* **Object detection data**:
|---|
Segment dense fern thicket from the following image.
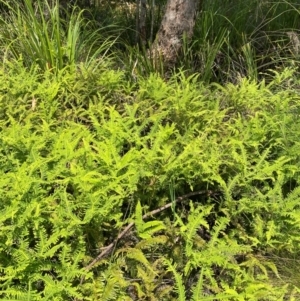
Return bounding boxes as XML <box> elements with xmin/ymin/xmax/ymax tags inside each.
<box><xmin>0</xmin><ymin>61</ymin><xmax>300</xmax><ymax>300</ymax></box>
<box><xmin>0</xmin><ymin>0</ymin><xmax>300</xmax><ymax>301</ymax></box>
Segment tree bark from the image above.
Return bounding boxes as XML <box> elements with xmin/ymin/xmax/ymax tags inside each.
<box><xmin>151</xmin><ymin>0</ymin><xmax>202</xmax><ymax>69</ymax></box>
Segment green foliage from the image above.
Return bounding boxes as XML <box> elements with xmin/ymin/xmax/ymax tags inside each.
<box><xmin>0</xmin><ymin>48</ymin><xmax>300</xmax><ymax>301</ymax></box>
<box><xmin>0</xmin><ymin>0</ymin><xmax>114</xmax><ymax>73</ymax></box>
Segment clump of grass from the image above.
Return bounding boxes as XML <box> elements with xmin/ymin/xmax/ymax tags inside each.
<box><xmin>0</xmin><ymin>0</ymin><xmax>115</xmax><ymax>72</ymax></box>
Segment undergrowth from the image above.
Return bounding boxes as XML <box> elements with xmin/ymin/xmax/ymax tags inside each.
<box><xmin>0</xmin><ymin>56</ymin><xmax>300</xmax><ymax>300</ymax></box>
<box><xmin>0</xmin><ymin>0</ymin><xmax>300</xmax><ymax>301</ymax></box>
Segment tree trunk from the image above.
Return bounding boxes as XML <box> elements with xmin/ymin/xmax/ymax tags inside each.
<box><xmin>151</xmin><ymin>0</ymin><xmax>202</xmax><ymax>68</ymax></box>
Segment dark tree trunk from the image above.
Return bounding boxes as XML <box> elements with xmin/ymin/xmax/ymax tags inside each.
<box><xmin>151</xmin><ymin>0</ymin><xmax>202</xmax><ymax>68</ymax></box>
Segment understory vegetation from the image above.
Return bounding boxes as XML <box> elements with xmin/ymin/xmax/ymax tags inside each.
<box><xmin>0</xmin><ymin>0</ymin><xmax>300</xmax><ymax>301</ymax></box>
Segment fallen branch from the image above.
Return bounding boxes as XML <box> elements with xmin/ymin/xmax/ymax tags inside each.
<box><xmin>80</xmin><ymin>190</ymin><xmax>214</xmax><ymax>276</ymax></box>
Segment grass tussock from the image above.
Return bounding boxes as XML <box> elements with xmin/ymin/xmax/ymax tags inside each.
<box><xmin>0</xmin><ymin>0</ymin><xmax>300</xmax><ymax>301</ymax></box>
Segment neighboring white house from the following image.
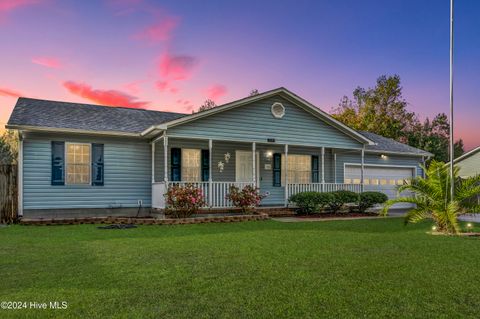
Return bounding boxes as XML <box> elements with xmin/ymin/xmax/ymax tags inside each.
<box><xmin>453</xmin><ymin>146</ymin><xmax>480</xmax><ymax>178</ymax></box>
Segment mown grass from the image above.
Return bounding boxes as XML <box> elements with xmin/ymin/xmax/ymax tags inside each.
<box><xmin>0</xmin><ymin>218</ymin><xmax>480</xmax><ymax>318</ymax></box>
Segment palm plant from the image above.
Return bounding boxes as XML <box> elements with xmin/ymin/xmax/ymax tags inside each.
<box><xmin>381</xmin><ymin>161</ymin><xmax>480</xmax><ymax>234</ymax></box>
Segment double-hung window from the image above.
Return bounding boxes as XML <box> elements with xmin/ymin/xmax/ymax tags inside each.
<box><xmin>182</xmin><ymin>148</ymin><xmax>202</xmax><ymax>182</ymax></box>
<box><xmin>66</xmin><ymin>143</ymin><xmax>92</xmax><ymax>185</ymax></box>
<box><xmin>51</xmin><ymin>141</ymin><xmax>104</xmax><ymax>186</ymax></box>
<box><xmin>282</xmin><ymin>154</ymin><xmax>312</xmax><ymax>184</ymax></box>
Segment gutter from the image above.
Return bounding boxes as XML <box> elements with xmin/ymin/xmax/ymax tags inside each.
<box><xmin>5</xmin><ymin>124</ymin><xmax>142</xmax><ymax>137</ymax></box>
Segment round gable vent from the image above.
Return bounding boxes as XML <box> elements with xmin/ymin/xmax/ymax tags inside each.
<box><xmin>272</xmin><ymin>102</ymin><xmax>285</xmax><ymax>119</ymax></box>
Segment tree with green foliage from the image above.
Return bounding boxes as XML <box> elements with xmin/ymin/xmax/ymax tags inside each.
<box><xmin>332</xmin><ymin>75</ymin><xmax>464</xmax><ymax>161</ymax></box>
<box><xmin>0</xmin><ymin>130</ymin><xmax>18</xmax><ymax>164</ymax></box>
<box><xmin>381</xmin><ymin>160</ymin><xmax>480</xmax><ymax>234</ymax></box>
<box><xmin>406</xmin><ymin>113</ymin><xmax>464</xmax><ymax>162</ymax></box>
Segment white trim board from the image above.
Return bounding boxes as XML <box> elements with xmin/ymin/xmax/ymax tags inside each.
<box><xmin>235</xmin><ymin>150</ymin><xmax>260</xmax><ymax>185</ymax></box>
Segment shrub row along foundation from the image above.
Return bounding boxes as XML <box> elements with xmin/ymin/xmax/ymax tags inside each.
<box><xmin>20</xmin><ymin>213</ymin><xmax>269</xmax><ymax>225</ymax></box>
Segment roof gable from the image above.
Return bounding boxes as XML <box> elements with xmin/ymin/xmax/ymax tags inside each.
<box><xmin>166</xmin><ymin>95</ymin><xmax>365</xmax><ymax>149</ymax></box>
<box><xmin>7</xmin><ymin>98</ymin><xmax>185</xmax><ymax>135</ymax></box>
<box><xmin>146</xmin><ymin>88</ymin><xmax>374</xmax><ymax>144</ymax></box>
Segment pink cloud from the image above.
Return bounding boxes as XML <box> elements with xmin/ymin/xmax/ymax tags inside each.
<box><xmin>63</xmin><ymin>81</ymin><xmax>149</xmax><ymax>108</ymax></box>
<box><xmin>32</xmin><ymin>57</ymin><xmax>62</xmax><ymax>69</ymax></box>
<box><xmin>158</xmin><ymin>53</ymin><xmax>198</xmax><ymax>81</ymax></box>
<box><xmin>0</xmin><ymin>0</ymin><xmax>41</xmax><ymax>22</ymax></box>
<box><xmin>123</xmin><ymin>80</ymin><xmax>144</xmax><ymax>94</ymax></box>
<box><xmin>206</xmin><ymin>84</ymin><xmax>227</xmax><ymax>101</ymax></box>
<box><xmin>0</xmin><ymin>87</ymin><xmax>23</xmax><ymax>98</ymax></box>
<box><xmin>155</xmin><ymin>81</ymin><xmax>169</xmax><ymax>92</ymax></box>
<box><xmin>134</xmin><ymin>16</ymin><xmax>180</xmax><ymax>44</ymax></box>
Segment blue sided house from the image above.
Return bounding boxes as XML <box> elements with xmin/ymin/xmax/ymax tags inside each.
<box><xmin>6</xmin><ymin>88</ymin><xmax>431</xmax><ymax>218</ymax></box>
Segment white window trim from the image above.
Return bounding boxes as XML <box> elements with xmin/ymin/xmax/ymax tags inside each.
<box><xmin>63</xmin><ymin>142</ymin><xmax>92</xmax><ymax>186</ymax></box>
<box><xmin>281</xmin><ymin>153</ymin><xmax>313</xmax><ymax>186</ymax></box>
<box><xmin>235</xmin><ymin>150</ymin><xmax>260</xmax><ymax>185</ymax></box>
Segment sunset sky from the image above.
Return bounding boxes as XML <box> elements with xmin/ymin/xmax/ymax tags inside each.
<box><xmin>0</xmin><ymin>0</ymin><xmax>480</xmax><ymax>149</ymax></box>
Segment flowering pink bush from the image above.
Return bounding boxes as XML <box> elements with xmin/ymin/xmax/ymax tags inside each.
<box><xmin>165</xmin><ymin>184</ymin><xmax>206</xmax><ymax>218</ymax></box>
<box><xmin>225</xmin><ymin>185</ymin><xmax>265</xmax><ymax>213</ymax></box>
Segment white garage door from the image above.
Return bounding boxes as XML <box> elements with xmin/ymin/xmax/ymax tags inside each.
<box><xmin>345</xmin><ymin>164</ymin><xmax>415</xmax><ymax>208</ymax></box>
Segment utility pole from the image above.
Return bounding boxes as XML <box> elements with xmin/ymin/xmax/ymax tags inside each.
<box><xmin>450</xmin><ymin>0</ymin><xmax>455</xmax><ymax>201</ymax></box>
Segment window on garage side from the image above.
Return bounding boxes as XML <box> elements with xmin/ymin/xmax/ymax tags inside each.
<box><xmin>66</xmin><ymin>143</ymin><xmax>91</xmax><ymax>185</ymax></box>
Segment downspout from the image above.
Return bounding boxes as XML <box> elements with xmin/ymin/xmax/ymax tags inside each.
<box><xmin>17</xmin><ymin>131</ymin><xmax>23</xmax><ymax>218</ymax></box>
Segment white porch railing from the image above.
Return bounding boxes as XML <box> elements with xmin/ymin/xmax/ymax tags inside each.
<box><xmin>156</xmin><ymin>181</ymin><xmax>362</xmax><ymax>208</ymax></box>
<box><xmin>152</xmin><ymin>181</ymin><xmax>253</xmax><ymax>208</ymax></box>
<box><xmin>287</xmin><ymin>183</ymin><xmax>362</xmax><ymax>197</ymax></box>
<box><xmin>210</xmin><ymin>182</ymin><xmax>253</xmax><ymax>208</ymax></box>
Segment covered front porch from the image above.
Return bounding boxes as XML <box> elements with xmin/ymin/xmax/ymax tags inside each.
<box><xmin>151</xmin><ymin>134</ymin><xmax>365</xmax><ymax>209</ymax></box>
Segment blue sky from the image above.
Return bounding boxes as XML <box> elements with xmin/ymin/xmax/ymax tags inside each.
<box><xmin>0</xmin><ymin>0</ymin><xmax>480</xmax><ymax>148</ymax></box>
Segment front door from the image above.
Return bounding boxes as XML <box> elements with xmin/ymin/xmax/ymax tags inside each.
<box><xmin>235</xmin><ymin>151</ymin><xmax>260</xmax><ymax>185</ymax></box>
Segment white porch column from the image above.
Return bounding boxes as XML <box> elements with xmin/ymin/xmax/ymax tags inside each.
<box><xmin>163</xmin><ymin>135</ymin><xmax>168</xmax><ymax>187</ymax></box>
<box><xmin>333</xmin><ymin>153</ymin><xmax>337</xmax><ymax>184</ymax></box>
<box><xmin>208</xmin><ymin>139</ymin><xmax>213</xmax><ymax>207</ymax></box>
<box><xmin>422</xmin><ymin>156</ymin><xmax>425</xmax><ymax>178</ymax></box>
<box><xmin>17</xmin><ymin>132</ymin><xmax>23</xmax><ymax>217</ymax></box>
<box><xmin>322</xmin><ymin>147</ymin><xmax>325</xmax><ymax>192</ymax></box>
<box><xmin>280</xmin><ymin>144</ymin><xmax>289</xmax><ymax>207</ymax></box>
<box><xmin>360</xmin><ymin>146</ymin><xmax>365</xmax><ymax>192</ymax></box>
<box><xmin>252</xmin><ymin>142</ymin><xmax>257</xmax><ymax>187</ymax></box>
<box><xmin>152</xmin><ymin>141</ymin><xmax>155</xmax><ymax>184</ymax></box>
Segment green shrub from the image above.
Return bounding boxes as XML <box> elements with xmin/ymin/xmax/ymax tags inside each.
<box><xmin>290</xmin><ymin>192</ymin><xmax>333</xmax><ymax>214</ymax></box>
<box><xmin>328</xmin><ymin>190</ymin><xmax>358</xmax><ymax>213</ymax></box>
<box><xmin>358</xmin><ymin>192</ymin><xmax>388</xmax><ymax>213</ymax></box>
|---|
How many lines of the records above contain the word "following"? Case counts. Reply with the number only.

2